Do this => From the passage below about Melody's funeral, list every sacramental it says was kept in the sacristy.

Provided passage =>

I met Melody through her parents, Casper and Theresa, residents of Val Marie and loyal parishioners at our Nativity of the Virgin Mary church before it closed due to a dwindling congregation. Casper rang the bell every Sunday morning, and Theresa was our sacristan, preparing the altar and cleaning the sacristy, the room off the altar where we kept all the sacramentals - the candles, cloths, holy water, wine and vestments. (In secular language, the sacristy would be something like the change room and the offstage.)

I was born into the Catholic tradition and so have inherited a respect, if not a veneration, for the movements and gestures of the mass. While all that bowing, kneeling, reciting psalms, blessings, and communal confessing might seem irrelevant to some, I value them as part of my spiritual life as others might value practising the two-step or line dancing as part of their social life. Knowing her faith was a large part of Melody’s character, it was fitting she asked for a funeral mass. I found it sad, however, that so many people groaned they would have to sit through a mass.

Melody always seemed to find ways to put herself in the pathway of her God. Hers was a child-like sense of a parental God who looked after her, smiled down on her. And, despite her many challenges and struggles, she carried a faith far greater than my own. A faith that belied an understanding of The Beyond I’ve never been able to master. She believed that when she died, she would be returned to her parents, whom she deeply missed.

I don’t know how many of us present at her funeral mass felt the same way or believed in the same God or God’s abilities. The range of responses and energies in the hall covered the gamut, from bored-looking, gum-chewing faces to reverent bowed heads. I wondered if those of us with our moments of skepticism might suspend our cynicism long enough to benefit from Melody’s faith and thereby be open to a humble shift in disposition. I suppose for that to happen, we’d have to desire such a shift. But, if you ask me, churches exclude the skeptics among us when they use exclusive-members-club language like “You must believe in order to be saved.” Even words like: “You have to be open to be changed,” are more along Jesus’ lines?

Melody was open to all kinds of people, and she told every one of us that she loved us. For a while, after her mom died, I would make a point of taking her to Humpty’s for their two-for-one steak night every time I was in Swift Current. She would play her new favourite melody on her phone, usually a Christian rock band. Then she’d ask me if I was going to eat my rice pudding. I assumed she wanted it, but she took it to her dad, who had a hard time chewing and who loved rice pudding.

She texted me just a few weeks before her death to ask how my dad was, and she didn’t mention her own declining health. She seemed to know who needed cheering up and when they needed it, and I believe that included our experience of her own funeral.

Deacon Dave set the tone with a brief introduction before the mass that began with a welcome to all present and an invitation to join in to the degree they felt comfortable.

Maybe you’re here because you knew and loved Melody as we did, he said. Or perhaps you knew her parents. Or perhaps you’re here because that is the way things are done in prairie villages. Or maybe you’re here because there’ll be a lunch afterwards.

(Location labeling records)
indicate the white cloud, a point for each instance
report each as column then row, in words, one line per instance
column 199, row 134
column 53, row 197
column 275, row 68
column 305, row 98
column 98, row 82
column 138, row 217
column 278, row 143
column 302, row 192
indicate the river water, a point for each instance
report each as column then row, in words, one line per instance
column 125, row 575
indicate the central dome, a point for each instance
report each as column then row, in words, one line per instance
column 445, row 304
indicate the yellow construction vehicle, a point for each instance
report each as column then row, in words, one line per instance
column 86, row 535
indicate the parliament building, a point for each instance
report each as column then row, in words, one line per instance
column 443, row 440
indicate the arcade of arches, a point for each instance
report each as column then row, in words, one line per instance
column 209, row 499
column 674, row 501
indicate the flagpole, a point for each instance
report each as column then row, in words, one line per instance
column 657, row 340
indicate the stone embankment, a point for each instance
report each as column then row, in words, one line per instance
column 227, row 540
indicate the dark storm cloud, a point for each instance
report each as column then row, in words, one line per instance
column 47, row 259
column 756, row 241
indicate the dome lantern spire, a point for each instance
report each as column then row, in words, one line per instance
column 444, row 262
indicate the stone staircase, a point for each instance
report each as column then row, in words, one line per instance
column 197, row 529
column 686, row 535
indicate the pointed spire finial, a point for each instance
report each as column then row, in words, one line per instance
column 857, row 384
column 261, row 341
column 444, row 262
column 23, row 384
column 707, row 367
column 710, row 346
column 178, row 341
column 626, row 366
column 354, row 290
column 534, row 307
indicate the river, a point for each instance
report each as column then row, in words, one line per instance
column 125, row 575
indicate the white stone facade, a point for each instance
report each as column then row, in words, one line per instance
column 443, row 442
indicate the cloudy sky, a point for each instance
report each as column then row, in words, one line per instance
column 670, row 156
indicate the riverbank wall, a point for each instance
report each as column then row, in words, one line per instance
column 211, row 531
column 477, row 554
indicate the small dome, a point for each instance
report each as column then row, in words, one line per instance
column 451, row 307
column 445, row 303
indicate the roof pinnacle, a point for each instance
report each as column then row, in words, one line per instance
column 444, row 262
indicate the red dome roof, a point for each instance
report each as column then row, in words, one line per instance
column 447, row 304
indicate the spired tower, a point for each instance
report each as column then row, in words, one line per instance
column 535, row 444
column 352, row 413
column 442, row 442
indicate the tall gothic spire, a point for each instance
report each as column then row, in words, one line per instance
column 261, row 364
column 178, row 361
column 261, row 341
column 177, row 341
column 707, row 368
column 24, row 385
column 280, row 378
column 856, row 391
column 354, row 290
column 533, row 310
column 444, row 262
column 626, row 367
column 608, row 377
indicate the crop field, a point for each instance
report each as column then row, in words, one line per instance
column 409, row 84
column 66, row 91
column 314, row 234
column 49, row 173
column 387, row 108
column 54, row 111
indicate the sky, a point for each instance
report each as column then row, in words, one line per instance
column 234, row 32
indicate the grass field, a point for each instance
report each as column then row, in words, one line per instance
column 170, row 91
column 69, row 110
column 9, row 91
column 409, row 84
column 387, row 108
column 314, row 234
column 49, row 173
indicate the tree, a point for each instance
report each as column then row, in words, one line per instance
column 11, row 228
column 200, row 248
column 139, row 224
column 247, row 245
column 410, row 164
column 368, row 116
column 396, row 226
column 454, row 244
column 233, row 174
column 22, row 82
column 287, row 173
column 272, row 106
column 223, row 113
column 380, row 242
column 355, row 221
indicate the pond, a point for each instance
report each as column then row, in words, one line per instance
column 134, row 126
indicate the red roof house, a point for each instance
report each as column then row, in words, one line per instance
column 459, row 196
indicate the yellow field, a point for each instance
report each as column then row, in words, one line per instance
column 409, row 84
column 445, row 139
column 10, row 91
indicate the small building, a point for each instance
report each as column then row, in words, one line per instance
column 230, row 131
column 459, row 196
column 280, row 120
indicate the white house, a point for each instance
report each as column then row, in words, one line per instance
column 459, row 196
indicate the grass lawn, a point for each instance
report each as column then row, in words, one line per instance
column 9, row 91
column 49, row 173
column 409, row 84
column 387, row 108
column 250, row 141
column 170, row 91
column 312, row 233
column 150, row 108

Written response => Candles, cloths, holy water, wine, vestments